Right to Property and the 44th Amendment Act:

The Indian Constitution does not recognize property right as a fundamental right. In the year 1977, with the enactment of the 44th amendment the right to acquire, hold, and dispose of property as a fundamental right. However, in another part of constitution, Article 300(A) was inserted to affirm that no person shall be deprived of his property save by authority of law. The result is that the right to property as a fundamental right is now substituted as a statutory right.

The amendment expanded the power of the state to appropriate property for social welfare purposes. In other words, the amendment bestowed upon the India socialist state a license to indulge in what Fredric Bastiat termed legal plunder. This is one of the classic examples when the law has been perverted in order to make plunder look just and sacred to many consciences.

The right to property under the Indian constitution tried to approach the question of how to handle property and pressure relating to it by trying to balance the right to property with the right to compensation for its acquisition through an absolute fundamental right to property and then balancing the same with reasonable restrictions and adding a further fundamental right of compensation in case the properties are acquired by the state. This is exemplified by Article 19(1)(f) balanced by Article 19(5) and the compensation article in Article 31.

This was an interesting development influenced by the British of the idea eminent domain but overall it struck an interesting balance whereby it recognized the power of the state to acquire property, but for the first time in history of India for a thousand years or more, it recognized the individuals right to property against the state.

Property as understood in article 300A:

The obvious first question is as to whether or not intellectual property such as clinical trial data would fall within the definition of property a understood in article 300A. there seems to be enough authority to support the proposition that property as understood in Article 300A is wider than just immovable property.

One such authority in the context of intellectual property right is the judgment of Supreme Court in the case of Entertainment Network India ltd. (ENIL) v. Super Cassette Industries ltd. (SCIL).

In pertinent part the court said the following:

  • The ownership of any copyright like ownership of any other property must be considered having regard to the principles contained in Article 19(1)(g) read with Article 300A of the constitution, besides, the human rights on property.

Supplied data:

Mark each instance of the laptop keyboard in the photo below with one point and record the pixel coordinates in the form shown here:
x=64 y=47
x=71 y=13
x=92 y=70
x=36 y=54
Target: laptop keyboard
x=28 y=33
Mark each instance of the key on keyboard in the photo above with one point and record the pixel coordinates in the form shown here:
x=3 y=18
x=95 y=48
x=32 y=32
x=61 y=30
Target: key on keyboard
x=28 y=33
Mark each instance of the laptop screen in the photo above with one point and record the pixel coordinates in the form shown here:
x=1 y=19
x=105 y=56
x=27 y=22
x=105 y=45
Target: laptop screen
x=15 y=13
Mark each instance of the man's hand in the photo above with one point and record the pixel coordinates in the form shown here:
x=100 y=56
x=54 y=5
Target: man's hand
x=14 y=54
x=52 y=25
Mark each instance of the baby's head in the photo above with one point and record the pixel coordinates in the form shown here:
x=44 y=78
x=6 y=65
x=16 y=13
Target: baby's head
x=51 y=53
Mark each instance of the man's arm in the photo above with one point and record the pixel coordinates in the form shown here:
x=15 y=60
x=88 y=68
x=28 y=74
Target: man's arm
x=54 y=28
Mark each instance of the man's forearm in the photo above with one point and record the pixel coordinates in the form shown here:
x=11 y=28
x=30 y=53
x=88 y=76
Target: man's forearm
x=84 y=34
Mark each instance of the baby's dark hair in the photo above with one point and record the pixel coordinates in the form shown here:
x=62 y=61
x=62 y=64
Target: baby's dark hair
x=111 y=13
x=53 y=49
--
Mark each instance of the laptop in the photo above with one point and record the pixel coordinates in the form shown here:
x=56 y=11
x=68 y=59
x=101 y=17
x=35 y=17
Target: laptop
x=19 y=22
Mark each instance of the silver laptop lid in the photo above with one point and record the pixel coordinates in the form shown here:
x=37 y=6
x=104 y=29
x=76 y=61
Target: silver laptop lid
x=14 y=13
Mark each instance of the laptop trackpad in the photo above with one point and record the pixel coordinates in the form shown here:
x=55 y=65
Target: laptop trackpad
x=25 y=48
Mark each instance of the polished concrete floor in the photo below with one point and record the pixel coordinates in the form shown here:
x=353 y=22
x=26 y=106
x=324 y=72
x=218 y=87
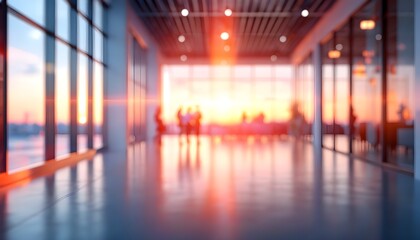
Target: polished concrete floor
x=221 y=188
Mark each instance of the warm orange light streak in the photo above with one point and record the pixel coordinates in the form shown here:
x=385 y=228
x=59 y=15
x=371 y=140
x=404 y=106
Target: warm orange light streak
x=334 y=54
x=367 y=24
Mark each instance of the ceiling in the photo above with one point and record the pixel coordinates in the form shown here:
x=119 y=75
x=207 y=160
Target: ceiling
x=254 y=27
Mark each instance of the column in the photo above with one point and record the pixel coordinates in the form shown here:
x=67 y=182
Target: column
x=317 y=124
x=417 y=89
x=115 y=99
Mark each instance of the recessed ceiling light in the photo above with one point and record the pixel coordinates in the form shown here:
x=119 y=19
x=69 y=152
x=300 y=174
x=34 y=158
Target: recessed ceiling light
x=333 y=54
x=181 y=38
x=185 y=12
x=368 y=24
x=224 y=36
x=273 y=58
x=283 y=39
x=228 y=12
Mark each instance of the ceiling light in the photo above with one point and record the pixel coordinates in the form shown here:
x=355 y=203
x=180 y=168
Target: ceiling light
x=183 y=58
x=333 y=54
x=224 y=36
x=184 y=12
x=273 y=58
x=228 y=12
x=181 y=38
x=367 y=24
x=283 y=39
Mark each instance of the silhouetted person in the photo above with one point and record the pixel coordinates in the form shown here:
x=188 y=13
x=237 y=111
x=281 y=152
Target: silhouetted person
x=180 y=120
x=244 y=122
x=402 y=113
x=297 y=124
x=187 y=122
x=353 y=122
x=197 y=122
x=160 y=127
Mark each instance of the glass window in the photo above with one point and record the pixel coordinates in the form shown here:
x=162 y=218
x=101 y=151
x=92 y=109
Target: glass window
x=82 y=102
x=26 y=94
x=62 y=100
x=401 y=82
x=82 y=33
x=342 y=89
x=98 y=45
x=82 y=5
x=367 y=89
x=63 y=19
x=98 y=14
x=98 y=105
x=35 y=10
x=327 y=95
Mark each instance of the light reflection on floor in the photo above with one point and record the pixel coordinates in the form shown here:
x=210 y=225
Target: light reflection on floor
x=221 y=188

Complete the following:
- a) Quote the passage on the right to property from "This was an" up to and including "Industries ltd. (SCIL).".
- b) According to the passage on the right to property, which article was inserted to affirm that no person shall be deprived of his property save by authority of law?
- c) Carry on the passage on the right to property and the 44th Amendment from the point where it stops.
The data isn't needed for anything here.

Numbered answers:
- a)
This was an interesting development influenced by the British of the idea eminent domain but overall it struck an interesting balance whereby it recognized the power of the state to acquire property, but for the first time in history of India for a thousand years or more, it recognized the individuals right to property against the state.

Property as understood in article 300A:

The obvious first question is as to whether or not intellectual property such as clinical trial data would fall within the definition of property a understood in article 300A. there seems to be enough authority to support the proposition that property as understood in Article 300A is wider than just immovable property.

One such authority in the context of intellectual property right is the judgment of Supreme Court in the case of Entertainment Network India ltd. (ENIL) v. Super Cassette Industries ltd. (SCIL).

- b) Article 300(A)

- c)
  • It also added that right of property is no longer a fundamental right. It will be subject to the reasonable restrictions. That is in terms of 300A of the constitution, it may be subject to the conditions laid down therein, namely, it may be wholly or in part acquired in public interest and on payment of reasonable compensation.

    The fact that the supreme Court recognizes copyright to fall within Article 300A is indicative that even ‘clinical trial data', collected after extensive experimenting, should in all likelihood fall within the definition of ‘property' as understood in Article 300A.

Authority by Law as understood in Article 300A: The term law as defined in Article 300A is understood to mean only legislation or a statutory rule or order. The term law as understood by Article 300A will not include executive fiats. The source of the law depriving a person of his property has to be necessarily traced, through a statute, to the legislature.

Conclusion:
As opposed by some of early thoughts that right to property is beneath the right to vote, freedom of speech or personal liberty, the difference between them is unreal and the dichotomy between personal and property rights is a false one.

Property does not have rights. People have rights. The right to enjoy property without unlawful deprivation is not less than the right to speak. In fact, there is a fundamental interdependence between the personal right to liberty and the personal right in property. Property is although the most ambiguous of all the categories.

It covers multitude of rights, which have nothing in common, except that they are exercised by persons and enforced by the state. It is therefore idle to present a case for or against private property without specifying the extent or value thereof.